PARTS OF THE EXERCISE:
1 – In the passage on moat ratings, what does a no-moat rating mean for a company?
2 – From the passage on moat ratings, extract the part starting with "Lack of competitive" and going on through "time-tested investment strategy.".

** start SELECTED EXTRACT **

Lack of competitive advantages may mean these companies aren't the bargains they seem to be.

In researching stocks it's easy to get excited when finding a name with a Morningstar Rating of 5 stars attached to it. After all, that 5-star rating means the stock is selling well below our equity team's estimate of its fair market value, and buying underpriced stocks and holding them until they appreciate is a time-tested investment strategy.

But don't let the twinkle of all those stars blind you from other important factors to consider before buying. Among the most important of these is the stock's moat rating, or ability to sustain its competitive advantage for years to come. Moats can be built in a number of different ways, and Morningstar analysts assign narrow- or wide-moat ratings to companies with these characteristics depending on the extent of the advantage. Then there are companies that carry a no-moat rating, meaning they have no competitive advantage. This could be because the company operates in a highly competitive industry in which building such an advantage is difficult, or simply because the company has not found a way to develop one.

** end SELECTED EXTRACT **
** start GIVEN DATA **

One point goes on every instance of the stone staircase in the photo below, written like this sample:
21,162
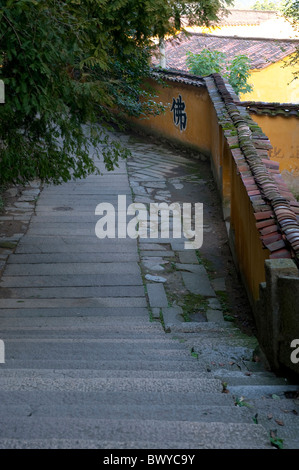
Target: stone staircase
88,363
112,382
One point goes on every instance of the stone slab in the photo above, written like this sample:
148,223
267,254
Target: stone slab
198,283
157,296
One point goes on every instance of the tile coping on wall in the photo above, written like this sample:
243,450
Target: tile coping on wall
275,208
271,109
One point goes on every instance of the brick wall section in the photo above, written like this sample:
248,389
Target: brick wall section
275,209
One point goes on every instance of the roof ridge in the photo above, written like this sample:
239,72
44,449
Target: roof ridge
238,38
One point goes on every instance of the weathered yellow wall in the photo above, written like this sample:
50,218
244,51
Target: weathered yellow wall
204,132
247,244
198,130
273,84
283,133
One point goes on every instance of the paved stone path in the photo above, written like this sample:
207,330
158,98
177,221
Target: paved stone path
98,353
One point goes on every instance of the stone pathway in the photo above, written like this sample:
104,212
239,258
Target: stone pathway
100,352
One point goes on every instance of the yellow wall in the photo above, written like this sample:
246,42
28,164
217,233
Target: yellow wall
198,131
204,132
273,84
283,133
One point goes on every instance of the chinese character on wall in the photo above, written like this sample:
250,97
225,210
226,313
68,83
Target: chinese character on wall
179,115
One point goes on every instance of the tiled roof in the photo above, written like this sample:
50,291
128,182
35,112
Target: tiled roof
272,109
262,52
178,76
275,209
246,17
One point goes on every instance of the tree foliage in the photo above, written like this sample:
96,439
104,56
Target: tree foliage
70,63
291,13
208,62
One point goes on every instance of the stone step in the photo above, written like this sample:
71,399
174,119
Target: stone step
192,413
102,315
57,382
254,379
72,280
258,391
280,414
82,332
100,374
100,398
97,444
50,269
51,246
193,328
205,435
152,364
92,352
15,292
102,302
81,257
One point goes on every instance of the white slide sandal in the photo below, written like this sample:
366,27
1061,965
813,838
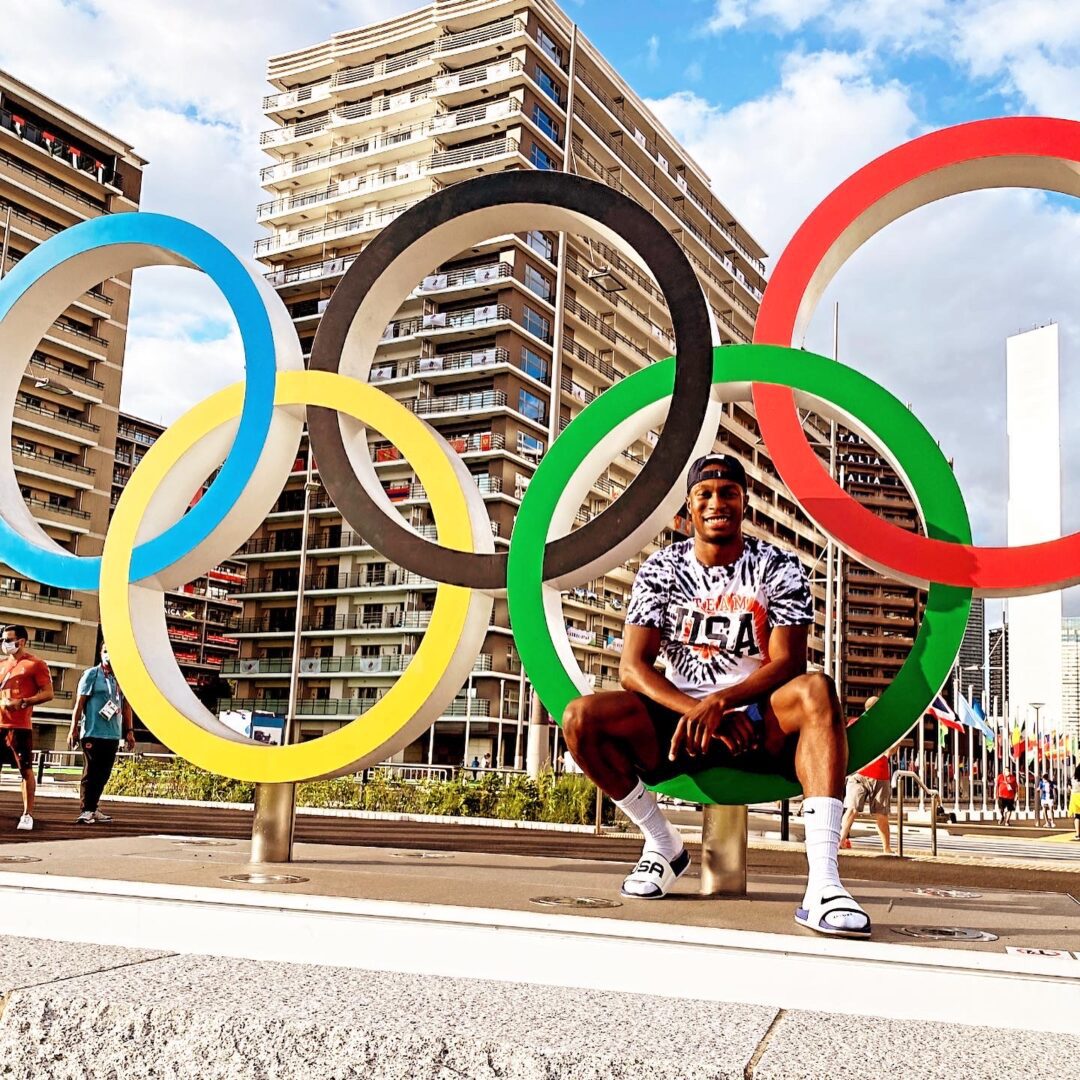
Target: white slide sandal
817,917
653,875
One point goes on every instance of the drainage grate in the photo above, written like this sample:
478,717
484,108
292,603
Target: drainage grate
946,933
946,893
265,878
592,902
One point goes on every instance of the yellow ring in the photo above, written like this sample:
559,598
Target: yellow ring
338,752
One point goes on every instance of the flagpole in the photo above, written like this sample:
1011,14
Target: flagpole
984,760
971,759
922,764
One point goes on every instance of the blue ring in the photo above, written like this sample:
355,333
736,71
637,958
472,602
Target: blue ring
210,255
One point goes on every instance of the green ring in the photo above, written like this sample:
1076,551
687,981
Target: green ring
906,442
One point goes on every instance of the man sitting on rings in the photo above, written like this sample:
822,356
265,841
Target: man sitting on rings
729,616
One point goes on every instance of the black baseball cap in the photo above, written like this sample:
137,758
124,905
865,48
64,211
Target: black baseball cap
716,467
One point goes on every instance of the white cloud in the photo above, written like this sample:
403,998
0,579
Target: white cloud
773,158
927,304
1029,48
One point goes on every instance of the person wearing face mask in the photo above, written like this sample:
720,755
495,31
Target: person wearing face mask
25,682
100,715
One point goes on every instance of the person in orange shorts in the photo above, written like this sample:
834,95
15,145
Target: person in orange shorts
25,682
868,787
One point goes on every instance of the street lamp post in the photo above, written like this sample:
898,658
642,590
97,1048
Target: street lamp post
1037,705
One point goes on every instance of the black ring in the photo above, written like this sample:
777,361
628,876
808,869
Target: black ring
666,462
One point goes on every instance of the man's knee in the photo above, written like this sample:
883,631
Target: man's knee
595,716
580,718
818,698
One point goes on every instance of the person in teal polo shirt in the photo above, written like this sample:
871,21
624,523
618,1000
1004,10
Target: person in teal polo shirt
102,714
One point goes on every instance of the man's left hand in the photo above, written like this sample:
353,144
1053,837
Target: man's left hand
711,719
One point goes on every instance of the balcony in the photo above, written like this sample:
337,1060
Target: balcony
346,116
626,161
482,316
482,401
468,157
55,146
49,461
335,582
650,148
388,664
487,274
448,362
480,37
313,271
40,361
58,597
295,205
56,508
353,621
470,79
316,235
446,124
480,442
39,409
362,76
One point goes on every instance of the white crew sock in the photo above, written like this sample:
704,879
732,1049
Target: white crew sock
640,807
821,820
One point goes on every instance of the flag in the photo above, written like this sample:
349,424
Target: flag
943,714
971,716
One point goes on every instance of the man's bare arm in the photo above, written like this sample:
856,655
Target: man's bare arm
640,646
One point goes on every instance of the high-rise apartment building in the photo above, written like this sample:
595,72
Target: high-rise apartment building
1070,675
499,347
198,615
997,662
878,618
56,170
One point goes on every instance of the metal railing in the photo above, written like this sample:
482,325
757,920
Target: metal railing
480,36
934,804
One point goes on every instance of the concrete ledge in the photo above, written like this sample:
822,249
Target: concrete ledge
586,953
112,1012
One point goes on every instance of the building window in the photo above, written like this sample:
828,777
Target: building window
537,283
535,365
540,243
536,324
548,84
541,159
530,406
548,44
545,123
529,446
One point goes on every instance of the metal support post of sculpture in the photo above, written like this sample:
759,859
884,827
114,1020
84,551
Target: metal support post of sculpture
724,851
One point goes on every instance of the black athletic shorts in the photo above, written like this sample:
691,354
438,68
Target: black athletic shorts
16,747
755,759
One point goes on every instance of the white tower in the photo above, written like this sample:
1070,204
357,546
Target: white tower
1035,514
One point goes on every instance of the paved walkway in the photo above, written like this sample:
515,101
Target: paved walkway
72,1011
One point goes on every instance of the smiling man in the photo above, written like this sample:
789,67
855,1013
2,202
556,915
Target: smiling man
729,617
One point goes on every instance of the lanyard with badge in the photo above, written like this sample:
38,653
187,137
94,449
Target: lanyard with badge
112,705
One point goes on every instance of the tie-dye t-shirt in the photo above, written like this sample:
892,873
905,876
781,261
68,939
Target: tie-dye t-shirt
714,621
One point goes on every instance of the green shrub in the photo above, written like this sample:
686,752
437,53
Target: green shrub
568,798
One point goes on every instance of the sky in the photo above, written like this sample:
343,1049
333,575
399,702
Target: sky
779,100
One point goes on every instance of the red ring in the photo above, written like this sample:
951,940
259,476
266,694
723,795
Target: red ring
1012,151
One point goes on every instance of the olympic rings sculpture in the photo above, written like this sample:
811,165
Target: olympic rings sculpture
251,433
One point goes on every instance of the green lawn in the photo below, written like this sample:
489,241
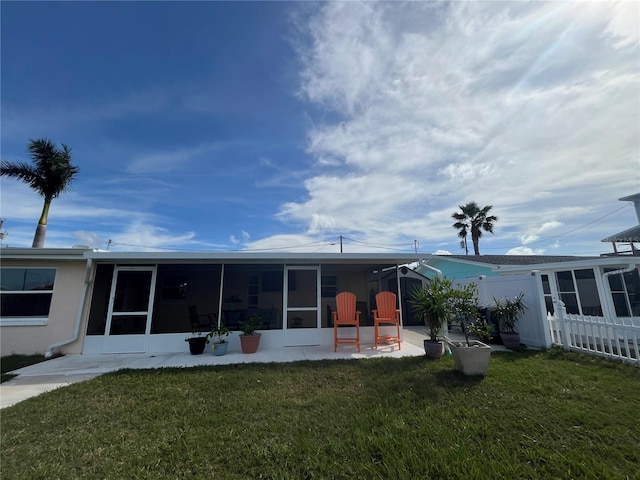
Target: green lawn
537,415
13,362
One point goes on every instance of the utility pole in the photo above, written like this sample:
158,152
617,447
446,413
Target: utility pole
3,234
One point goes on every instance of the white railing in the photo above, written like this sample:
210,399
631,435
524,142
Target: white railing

** end GIVEN DATA **

RESPONSES TO THE TASKS:
1 – It means the company has no competitive advantage.

2 –
Lack of competitive advantages may mean these companies aren't the bargains they seem to be.

In researching stocks it's easy to get excited when finding a name with a Morningstar Rating of 5 stars attached to it. After all, that 5-star rating means the stock is selling well below our equity team's estimate of its fair market value, and buying underpriced stocks and holding them until they appreciate is a time-tested investment strategy.